:: TASK OBJECTIVE ::
Please copy out the rows below word for word, from the line containing "Every instance of the dark" through the line containing "[(192, 309)]", with both of those lines included.

:: Items listed in a dataset ::
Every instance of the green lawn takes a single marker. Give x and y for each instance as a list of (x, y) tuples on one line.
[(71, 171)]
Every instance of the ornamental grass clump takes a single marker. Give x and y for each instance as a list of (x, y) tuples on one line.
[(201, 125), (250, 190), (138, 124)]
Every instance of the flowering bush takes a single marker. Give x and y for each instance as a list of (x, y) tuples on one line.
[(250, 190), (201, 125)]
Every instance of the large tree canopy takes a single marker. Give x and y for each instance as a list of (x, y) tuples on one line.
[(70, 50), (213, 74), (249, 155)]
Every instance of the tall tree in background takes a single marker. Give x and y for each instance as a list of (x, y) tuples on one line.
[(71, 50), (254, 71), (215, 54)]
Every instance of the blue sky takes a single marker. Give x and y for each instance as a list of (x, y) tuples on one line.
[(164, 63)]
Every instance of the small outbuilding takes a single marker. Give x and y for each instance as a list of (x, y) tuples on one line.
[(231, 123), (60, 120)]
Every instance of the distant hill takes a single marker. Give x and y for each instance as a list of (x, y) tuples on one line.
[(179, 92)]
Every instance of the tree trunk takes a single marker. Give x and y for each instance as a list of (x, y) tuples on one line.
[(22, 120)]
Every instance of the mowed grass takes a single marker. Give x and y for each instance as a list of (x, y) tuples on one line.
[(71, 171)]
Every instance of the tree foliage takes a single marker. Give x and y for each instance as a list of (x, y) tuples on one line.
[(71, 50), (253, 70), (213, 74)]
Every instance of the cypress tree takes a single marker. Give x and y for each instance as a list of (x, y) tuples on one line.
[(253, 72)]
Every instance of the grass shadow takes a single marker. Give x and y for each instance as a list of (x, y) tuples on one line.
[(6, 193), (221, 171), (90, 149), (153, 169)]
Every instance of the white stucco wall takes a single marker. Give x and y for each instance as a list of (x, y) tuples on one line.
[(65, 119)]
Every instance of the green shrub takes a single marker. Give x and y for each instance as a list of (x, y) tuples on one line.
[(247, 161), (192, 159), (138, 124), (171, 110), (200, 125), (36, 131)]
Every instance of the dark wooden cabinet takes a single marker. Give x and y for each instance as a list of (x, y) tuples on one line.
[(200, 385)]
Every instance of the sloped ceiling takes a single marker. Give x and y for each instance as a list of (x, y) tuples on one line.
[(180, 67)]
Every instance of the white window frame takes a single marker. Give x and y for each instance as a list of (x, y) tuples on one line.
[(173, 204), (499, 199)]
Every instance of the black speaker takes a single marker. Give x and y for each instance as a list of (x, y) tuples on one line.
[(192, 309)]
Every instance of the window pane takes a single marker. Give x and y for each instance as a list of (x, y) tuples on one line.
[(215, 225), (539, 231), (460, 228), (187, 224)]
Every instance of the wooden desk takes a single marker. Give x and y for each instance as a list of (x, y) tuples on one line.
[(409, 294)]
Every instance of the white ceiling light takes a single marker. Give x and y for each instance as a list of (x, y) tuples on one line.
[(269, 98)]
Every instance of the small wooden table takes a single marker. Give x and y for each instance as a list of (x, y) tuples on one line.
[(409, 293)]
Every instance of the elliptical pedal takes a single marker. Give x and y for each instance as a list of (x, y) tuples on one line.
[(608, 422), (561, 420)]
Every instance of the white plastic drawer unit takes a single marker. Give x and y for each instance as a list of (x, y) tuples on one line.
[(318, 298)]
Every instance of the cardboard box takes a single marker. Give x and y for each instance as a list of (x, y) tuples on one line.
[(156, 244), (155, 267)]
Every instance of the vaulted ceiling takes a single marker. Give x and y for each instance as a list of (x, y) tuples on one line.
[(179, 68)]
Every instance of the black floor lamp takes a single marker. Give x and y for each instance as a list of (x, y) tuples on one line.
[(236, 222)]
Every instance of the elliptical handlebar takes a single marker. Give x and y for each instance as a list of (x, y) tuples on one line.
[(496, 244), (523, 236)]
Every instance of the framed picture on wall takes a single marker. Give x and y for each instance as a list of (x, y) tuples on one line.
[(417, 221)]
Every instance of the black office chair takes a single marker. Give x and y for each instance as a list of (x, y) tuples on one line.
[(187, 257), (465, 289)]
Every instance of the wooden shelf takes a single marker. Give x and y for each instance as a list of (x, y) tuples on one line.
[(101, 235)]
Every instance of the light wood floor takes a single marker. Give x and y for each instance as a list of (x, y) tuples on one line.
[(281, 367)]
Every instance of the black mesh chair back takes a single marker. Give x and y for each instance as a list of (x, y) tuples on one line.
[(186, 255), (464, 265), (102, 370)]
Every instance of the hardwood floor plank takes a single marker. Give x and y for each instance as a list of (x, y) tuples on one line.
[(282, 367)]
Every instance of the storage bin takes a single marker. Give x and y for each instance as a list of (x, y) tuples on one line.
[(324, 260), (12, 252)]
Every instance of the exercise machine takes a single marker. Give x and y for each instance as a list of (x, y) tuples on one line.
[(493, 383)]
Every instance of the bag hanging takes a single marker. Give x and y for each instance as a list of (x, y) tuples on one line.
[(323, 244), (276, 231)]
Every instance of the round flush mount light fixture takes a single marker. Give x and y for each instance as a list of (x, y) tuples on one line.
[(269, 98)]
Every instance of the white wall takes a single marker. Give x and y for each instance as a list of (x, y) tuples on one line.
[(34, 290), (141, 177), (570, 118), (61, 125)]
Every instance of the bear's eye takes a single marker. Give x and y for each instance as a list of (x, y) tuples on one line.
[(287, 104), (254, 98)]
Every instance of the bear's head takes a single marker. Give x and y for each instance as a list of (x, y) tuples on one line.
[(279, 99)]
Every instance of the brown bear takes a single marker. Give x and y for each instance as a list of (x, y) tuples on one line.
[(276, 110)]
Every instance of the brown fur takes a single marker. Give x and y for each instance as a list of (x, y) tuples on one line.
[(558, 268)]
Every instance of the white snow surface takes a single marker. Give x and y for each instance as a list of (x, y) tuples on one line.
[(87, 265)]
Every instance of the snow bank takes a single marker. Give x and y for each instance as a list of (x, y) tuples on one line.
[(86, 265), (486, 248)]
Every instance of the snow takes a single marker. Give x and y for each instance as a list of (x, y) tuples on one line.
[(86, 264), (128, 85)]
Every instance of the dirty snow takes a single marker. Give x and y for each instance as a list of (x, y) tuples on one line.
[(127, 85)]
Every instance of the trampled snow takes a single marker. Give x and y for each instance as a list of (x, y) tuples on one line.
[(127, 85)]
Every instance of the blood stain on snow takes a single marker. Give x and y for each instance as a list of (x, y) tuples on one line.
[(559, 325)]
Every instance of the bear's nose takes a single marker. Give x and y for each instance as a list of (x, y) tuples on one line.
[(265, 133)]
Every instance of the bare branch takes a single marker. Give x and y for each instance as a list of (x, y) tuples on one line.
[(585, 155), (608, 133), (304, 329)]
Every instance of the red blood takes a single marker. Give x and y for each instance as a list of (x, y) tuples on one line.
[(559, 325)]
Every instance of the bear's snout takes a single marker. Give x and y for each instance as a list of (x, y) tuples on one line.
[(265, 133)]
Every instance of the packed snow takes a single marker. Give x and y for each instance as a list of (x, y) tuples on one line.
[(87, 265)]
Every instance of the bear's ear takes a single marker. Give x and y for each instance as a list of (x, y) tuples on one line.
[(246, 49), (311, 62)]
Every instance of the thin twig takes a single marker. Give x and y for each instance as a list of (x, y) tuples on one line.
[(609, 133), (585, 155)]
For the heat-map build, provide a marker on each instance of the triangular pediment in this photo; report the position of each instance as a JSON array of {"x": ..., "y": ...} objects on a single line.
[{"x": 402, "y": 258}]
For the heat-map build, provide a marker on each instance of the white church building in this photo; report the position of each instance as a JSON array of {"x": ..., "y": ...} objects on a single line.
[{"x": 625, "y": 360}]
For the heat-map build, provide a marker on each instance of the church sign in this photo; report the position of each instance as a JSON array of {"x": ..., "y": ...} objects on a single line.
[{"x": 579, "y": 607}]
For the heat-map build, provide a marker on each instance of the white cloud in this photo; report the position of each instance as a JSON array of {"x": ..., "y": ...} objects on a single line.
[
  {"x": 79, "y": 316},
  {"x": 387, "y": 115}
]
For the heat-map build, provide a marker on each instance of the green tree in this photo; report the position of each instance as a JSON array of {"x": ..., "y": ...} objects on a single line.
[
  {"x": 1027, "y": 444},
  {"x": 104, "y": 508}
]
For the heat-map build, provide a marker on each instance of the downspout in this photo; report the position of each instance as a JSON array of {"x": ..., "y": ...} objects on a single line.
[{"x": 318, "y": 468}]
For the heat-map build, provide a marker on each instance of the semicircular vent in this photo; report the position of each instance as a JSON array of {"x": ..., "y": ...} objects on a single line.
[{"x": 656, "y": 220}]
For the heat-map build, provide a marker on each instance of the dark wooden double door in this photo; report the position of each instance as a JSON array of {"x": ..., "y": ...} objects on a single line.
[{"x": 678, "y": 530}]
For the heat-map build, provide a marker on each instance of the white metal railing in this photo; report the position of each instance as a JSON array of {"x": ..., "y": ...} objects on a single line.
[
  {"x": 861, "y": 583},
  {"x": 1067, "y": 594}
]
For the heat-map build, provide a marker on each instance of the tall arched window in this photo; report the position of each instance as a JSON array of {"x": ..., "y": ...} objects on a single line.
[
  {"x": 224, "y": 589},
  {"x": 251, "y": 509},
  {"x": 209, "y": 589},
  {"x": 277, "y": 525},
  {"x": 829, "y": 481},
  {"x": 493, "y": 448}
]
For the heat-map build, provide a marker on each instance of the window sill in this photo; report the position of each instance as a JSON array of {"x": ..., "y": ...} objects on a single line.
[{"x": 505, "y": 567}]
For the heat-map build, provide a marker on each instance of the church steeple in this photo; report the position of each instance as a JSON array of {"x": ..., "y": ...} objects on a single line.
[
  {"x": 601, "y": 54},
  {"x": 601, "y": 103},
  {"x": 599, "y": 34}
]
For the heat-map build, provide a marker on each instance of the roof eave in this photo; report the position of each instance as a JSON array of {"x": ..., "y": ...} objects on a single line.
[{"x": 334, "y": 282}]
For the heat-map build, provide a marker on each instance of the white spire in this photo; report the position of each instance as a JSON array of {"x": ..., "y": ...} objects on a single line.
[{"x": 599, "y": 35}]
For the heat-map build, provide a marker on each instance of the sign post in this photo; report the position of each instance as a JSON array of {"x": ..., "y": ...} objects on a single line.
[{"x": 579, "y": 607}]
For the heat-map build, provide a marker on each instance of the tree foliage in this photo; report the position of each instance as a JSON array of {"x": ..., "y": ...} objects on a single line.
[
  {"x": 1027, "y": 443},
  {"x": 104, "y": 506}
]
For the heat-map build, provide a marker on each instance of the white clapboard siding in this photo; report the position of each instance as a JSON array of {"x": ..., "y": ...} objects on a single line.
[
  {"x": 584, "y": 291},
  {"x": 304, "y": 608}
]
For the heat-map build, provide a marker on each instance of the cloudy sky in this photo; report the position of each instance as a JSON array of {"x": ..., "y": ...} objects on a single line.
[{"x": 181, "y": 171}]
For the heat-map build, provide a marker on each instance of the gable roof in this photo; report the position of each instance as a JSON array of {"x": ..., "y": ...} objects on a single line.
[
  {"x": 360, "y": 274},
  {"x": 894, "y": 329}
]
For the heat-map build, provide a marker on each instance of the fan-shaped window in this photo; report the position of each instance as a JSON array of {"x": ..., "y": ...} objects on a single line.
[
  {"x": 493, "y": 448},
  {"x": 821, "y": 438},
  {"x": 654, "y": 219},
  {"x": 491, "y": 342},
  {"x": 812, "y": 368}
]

:: EXERCISE ANSWER ::
Every instance of the dark wooden cabinet takes a single marker. Give x and y for each instance as a list of (x, y) tuples on one line.
[(200, 385)]
Every instance of the sloped ceiling takes a single marker. Give x and y for each instance as a list of (x, y) tuples on one line.
[(180, 67)]
Every instance of the white window frame takes a single marker. Give x and y for each instance as a list of (x, y) tuples on one line.
[(173, 204), (499, 199)]
Every instance of the black speaker takes a single marker. Give x and y for each instance as a list of (x, y) tuples on one line.
[(192, 309)]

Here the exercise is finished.